## WORK TO COMPLETE
Give again the lines of the data from its first line through the line with "Mark every instance of the white sky". Change nothing.

Records from a collection
+++

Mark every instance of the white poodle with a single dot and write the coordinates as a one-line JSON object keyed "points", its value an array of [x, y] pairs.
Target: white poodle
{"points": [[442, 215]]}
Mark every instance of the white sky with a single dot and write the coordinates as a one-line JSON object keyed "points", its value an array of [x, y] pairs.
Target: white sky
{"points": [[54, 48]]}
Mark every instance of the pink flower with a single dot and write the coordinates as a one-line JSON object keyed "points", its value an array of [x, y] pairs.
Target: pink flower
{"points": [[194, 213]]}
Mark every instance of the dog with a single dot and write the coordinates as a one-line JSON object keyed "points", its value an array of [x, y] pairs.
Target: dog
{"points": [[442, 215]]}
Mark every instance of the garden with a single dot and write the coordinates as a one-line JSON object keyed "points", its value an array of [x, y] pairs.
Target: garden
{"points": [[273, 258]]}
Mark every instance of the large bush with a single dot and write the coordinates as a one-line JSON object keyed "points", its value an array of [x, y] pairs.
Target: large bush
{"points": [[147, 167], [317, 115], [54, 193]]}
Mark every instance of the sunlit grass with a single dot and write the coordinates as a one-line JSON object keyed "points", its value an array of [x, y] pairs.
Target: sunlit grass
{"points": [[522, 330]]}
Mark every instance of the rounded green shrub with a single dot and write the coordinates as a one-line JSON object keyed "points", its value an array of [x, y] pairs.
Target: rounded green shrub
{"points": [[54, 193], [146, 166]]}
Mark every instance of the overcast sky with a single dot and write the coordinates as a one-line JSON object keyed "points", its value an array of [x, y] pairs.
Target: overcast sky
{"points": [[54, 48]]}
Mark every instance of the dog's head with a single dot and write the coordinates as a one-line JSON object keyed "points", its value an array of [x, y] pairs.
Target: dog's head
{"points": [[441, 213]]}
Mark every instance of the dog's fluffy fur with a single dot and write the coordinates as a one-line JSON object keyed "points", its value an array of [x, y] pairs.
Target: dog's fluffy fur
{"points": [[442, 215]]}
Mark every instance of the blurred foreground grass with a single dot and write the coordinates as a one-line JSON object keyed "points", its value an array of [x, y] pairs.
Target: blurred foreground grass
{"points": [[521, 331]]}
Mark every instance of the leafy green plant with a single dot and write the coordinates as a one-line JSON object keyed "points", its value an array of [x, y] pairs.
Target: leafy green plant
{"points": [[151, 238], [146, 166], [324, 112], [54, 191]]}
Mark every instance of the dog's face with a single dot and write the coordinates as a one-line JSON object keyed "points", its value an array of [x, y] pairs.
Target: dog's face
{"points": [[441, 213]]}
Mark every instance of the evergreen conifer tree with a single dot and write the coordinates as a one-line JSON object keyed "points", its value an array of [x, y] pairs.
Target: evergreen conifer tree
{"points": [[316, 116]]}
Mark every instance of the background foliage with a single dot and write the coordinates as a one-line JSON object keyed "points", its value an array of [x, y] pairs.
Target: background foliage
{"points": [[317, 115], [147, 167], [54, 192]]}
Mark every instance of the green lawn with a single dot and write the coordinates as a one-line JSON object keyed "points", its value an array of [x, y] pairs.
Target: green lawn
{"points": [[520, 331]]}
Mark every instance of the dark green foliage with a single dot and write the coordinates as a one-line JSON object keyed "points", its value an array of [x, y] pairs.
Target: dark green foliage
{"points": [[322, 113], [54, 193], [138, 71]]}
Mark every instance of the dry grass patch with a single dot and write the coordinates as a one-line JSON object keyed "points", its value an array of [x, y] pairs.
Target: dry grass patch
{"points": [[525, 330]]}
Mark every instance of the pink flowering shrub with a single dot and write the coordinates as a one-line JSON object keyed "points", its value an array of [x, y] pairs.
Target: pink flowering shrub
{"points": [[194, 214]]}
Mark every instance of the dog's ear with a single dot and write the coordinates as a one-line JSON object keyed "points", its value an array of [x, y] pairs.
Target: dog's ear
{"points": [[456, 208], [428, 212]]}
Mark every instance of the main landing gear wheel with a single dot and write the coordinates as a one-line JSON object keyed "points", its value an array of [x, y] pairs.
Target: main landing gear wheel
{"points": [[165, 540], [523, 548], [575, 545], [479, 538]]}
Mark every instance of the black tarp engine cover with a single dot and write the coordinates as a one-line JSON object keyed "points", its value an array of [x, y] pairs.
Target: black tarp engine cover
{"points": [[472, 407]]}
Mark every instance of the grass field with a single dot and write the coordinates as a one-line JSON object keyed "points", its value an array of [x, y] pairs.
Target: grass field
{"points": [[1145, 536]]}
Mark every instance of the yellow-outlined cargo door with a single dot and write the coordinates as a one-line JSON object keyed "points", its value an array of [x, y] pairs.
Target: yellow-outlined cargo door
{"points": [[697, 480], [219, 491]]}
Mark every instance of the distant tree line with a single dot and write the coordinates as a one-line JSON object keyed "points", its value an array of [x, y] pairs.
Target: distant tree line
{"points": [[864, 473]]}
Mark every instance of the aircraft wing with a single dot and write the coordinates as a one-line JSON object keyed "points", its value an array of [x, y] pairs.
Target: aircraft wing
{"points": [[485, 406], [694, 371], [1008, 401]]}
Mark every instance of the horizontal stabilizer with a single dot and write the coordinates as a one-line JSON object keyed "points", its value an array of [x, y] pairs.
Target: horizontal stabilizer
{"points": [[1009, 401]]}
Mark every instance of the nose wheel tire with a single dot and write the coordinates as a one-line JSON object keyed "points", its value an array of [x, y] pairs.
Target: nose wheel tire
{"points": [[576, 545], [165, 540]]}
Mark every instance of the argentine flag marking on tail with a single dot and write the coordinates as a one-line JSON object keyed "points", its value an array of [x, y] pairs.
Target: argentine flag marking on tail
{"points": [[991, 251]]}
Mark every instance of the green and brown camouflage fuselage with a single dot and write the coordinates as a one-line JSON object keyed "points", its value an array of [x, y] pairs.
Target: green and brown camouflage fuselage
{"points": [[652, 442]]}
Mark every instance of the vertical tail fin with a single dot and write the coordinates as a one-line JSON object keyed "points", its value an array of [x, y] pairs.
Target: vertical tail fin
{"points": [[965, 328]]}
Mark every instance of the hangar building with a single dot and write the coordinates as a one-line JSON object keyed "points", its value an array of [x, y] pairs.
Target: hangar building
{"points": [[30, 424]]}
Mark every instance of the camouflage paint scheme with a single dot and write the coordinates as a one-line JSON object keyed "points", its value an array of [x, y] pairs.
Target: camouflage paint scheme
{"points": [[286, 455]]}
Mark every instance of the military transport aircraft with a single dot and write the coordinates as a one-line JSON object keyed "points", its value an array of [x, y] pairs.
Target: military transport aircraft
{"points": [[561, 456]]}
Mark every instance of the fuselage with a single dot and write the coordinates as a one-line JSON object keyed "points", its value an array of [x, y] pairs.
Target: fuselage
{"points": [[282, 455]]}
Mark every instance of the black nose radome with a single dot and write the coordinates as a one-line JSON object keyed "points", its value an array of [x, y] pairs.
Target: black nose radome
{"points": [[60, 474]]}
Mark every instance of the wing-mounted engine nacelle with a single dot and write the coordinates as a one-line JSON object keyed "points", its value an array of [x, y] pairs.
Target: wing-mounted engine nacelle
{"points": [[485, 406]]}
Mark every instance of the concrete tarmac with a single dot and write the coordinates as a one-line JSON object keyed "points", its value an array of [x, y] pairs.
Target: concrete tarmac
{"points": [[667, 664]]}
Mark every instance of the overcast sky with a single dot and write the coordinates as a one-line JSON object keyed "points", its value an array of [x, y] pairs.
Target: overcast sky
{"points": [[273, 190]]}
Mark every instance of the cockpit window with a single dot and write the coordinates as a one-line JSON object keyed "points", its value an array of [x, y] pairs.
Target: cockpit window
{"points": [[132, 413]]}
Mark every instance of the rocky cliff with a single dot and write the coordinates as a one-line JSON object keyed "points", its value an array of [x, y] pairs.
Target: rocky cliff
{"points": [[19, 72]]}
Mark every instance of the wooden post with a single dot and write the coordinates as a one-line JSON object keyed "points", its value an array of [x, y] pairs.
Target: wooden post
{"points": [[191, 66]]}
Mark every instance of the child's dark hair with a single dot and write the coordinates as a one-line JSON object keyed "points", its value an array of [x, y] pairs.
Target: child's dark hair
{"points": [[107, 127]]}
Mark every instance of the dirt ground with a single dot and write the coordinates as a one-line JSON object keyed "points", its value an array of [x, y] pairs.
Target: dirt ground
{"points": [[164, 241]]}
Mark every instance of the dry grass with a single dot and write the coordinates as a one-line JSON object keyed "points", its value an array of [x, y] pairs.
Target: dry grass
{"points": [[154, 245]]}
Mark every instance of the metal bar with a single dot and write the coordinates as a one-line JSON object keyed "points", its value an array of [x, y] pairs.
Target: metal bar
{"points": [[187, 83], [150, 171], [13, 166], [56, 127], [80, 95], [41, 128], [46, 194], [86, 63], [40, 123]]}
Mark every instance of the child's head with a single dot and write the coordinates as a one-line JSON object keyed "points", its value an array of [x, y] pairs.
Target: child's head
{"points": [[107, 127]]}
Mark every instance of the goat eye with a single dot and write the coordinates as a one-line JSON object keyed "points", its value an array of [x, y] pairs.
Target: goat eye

+++

## ANSWER SECTION
Mark every instance of the white poodle with a single dot and write the coordinates as a one-line JSON object keyed "points", its value an array of [x, y] pairs.
Target: white poodle
{"points": [[442, 215]]}
Mark every instance of the white sky with a single dot and write the coordinates as a one-line JSON object keyed "points", its value an array of [x, y] pairs.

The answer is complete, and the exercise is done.